=== YOUR GOAL ===
Every line of the data is to be output verbatim.

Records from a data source
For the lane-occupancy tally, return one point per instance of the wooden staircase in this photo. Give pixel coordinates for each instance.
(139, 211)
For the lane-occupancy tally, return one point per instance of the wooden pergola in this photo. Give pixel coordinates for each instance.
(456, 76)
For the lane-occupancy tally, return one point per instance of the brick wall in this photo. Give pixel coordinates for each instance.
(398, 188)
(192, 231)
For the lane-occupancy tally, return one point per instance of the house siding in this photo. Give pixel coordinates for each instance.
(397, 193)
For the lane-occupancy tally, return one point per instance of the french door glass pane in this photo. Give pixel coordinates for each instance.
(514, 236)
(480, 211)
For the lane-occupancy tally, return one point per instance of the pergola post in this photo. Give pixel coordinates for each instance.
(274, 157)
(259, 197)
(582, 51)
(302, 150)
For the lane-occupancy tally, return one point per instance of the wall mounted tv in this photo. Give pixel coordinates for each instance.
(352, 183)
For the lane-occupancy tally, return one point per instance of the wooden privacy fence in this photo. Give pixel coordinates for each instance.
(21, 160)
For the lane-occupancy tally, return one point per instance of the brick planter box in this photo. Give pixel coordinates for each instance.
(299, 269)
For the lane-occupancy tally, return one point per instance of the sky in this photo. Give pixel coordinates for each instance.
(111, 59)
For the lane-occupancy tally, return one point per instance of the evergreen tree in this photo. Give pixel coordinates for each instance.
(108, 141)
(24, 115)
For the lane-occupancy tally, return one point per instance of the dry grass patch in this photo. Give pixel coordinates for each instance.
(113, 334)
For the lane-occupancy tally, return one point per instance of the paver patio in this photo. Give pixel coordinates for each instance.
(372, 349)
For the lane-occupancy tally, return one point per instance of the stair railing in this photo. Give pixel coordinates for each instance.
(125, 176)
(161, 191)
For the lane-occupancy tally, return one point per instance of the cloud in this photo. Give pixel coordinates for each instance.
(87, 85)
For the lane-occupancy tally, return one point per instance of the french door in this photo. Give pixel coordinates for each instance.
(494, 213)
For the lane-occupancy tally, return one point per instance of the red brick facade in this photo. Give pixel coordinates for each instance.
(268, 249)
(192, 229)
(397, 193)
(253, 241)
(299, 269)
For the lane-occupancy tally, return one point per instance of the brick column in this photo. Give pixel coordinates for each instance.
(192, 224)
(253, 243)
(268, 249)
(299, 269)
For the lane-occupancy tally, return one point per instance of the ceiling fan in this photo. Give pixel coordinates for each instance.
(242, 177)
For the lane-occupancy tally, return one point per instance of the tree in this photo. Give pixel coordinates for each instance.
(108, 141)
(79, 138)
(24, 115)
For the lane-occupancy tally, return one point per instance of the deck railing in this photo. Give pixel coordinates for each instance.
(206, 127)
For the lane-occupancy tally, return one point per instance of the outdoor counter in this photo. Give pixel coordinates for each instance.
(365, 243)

=== WRITTEN RESPONSE ===
For the lane-occupancy tally, return one point per instance of the wooden staircase in this photo. Give pixel coordinates for each instance.
(139, 211)
For the lane-occupancy tally, return one point per instance of the wooden pergola in this photo. Give pixel coordinates for each instance.
(456, 76)
For the lane-occupancy tally, return one point per instance of the brick wall in this photo. Give pixel coordinates for each instance.
(398, 188)
(192, 231)
For the lane-occupancy tally, return one point per instance of the house siding in this photo. Give pixel coordinates for each instance.
(397, 193)
For the lane-occupancy tally, return one point per instance of the french door glass pane in this photo. Give pixel coordinates for each instance.
(514, 236)
(480, 211)
For the lane-occupancy tally, return one point per instance of the pergola post in this photo. Give pixel coordinates for each instance.
(274, 157)
(259, 197)
(582, 51)
(302, 150)
For the lane-occupancy tally, return one point per instance of the wall mounted tv in this photo. Give pixel coordinates for each instance.
(352, 183)
For the lane-occupancy tally, return one point per instance of the wooden privacy fence in this photo. Give pixel coordinates for each instance.
(21, 160)
For the lane-occupancy tally, return one point per instance of the brick planter box in this photo. Give pixel coordinates for each instance.
(299, 269)
For the lane-occupancy tally, return one point per instance of the sky in this photo. Give pixel coordinates for each instance.
(111, 59)
For the lane-occupancy tally, return one point per instance of the evergreen tree in this photo. Give pixel coordinates for each instance.
(108, 141)
(24, 115)
For the lane-occupancy tally, return one point per instance of the dry grass patch in this photo. Give pixel coordinates for each instance.
(113, 334)
For the lane-occupancy tally, return one point per instance of the paver patio in this photo. Give pixel coordinates for each instance.
(372, 349)
For the lane-occupancy tally, return one point per instance of the stair railing in this photo. Give pixel coordinates for each instance.
(125, 176)
(161, 191)
For the lane-occupancy tally, return one point per instance of the cloud in this photo. Give pixel coordinates for each instance.
(87, 85)
For the lane-occupancy tally, return one point per instance of the french door in this photo. Give pixel coordinates for each instance.
(494, 213)
For the lane-occupancy tally, return one point per instance of the red brick facade in this photo. Give pixel coordinates for each instance.
(268, 249)
(192, 229)
(397, 193)
(253, 241)
(299, 269)
For the lane-occupancy tally, return one point per instance of the brick column in this photo. Give pixel coordinates for each instance.
(192, 224)
(253, 243)
(268, 249)
(299, 269)
For the lane-occupancy tally, return one point per instance of the ceiling fan in this photo. Give pixel coordinates for each instance.
(242, 177)
For the lane-occupancy tally, return one point per instance of the tree in this photo. Give pixel coordinates for each instance.
(108, 141)
(79, 138)
(24, 115)
For the lane-occupancy tally, return one point per instance of the deck railing in this photo. Give pixel coordinates for each instance.
(206, 127)
For the lane-occupancy tally, return one point per instance of the outdoor counter in this photo. Give pixel coordinates for each instance.
(365, 243)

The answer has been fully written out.